* **Task description**:
Count the lines of the items below that contain the word "ship". Reply with the number alone.
---
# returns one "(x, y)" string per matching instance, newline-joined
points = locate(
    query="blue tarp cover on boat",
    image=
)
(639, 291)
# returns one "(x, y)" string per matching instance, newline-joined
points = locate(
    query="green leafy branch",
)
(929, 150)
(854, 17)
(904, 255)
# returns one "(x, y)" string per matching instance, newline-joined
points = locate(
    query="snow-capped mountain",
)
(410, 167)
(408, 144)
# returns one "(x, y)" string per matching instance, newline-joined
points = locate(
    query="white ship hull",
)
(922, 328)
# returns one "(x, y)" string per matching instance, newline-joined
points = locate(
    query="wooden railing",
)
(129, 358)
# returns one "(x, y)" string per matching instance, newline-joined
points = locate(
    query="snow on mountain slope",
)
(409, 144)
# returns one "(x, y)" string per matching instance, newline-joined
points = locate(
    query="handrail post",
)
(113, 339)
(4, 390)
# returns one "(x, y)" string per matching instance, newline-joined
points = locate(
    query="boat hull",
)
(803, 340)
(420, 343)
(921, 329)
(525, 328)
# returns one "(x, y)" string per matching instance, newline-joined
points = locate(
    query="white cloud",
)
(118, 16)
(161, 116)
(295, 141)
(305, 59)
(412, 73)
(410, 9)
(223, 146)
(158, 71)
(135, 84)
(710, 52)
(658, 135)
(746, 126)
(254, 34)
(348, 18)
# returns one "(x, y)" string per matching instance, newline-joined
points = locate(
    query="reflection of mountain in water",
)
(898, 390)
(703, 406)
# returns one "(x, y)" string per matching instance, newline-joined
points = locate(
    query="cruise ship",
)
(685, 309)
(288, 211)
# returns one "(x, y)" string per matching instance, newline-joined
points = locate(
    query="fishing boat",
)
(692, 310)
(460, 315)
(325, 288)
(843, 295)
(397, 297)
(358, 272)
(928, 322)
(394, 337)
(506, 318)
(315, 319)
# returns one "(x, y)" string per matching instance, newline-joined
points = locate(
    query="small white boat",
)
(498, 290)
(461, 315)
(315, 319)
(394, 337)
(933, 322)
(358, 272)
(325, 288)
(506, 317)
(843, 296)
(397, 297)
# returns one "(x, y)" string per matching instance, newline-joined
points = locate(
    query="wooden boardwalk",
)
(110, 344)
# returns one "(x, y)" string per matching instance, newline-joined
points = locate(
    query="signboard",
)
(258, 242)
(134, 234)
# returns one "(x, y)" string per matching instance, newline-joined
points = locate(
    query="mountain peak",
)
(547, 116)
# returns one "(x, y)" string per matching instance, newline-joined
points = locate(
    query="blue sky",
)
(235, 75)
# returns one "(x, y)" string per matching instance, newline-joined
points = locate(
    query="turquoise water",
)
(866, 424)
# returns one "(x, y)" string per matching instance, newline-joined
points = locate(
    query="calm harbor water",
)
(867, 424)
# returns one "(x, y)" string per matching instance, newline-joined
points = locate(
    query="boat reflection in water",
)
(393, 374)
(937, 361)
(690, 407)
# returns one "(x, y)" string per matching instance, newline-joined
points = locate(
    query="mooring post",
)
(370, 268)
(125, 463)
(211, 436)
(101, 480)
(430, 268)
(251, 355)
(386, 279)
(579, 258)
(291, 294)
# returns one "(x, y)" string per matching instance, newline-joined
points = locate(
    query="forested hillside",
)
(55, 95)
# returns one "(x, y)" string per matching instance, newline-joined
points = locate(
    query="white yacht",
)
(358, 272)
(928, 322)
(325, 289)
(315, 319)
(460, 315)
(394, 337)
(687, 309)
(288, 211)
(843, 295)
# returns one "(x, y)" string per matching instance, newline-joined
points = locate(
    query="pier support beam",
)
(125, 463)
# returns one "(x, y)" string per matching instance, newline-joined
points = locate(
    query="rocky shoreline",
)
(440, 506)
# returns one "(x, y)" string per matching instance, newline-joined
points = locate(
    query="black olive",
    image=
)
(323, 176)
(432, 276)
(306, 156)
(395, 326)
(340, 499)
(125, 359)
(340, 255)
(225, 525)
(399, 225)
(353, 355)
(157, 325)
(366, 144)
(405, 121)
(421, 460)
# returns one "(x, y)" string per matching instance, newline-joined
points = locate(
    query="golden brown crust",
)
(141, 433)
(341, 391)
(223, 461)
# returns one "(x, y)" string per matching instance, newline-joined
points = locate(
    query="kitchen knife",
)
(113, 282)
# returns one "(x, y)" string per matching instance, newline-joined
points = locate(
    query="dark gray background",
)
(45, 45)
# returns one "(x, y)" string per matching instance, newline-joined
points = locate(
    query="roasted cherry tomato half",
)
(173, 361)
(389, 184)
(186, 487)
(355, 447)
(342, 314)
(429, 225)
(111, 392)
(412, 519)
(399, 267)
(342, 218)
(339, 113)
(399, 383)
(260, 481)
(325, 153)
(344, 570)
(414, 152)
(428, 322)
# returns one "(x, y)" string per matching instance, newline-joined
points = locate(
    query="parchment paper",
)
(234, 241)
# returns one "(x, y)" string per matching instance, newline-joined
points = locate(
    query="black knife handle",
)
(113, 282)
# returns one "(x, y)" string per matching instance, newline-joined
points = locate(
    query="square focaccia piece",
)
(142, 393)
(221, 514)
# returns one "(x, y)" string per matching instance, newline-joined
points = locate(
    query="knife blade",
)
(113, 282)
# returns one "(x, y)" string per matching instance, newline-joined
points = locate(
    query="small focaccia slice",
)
---
* **The completed task**:
2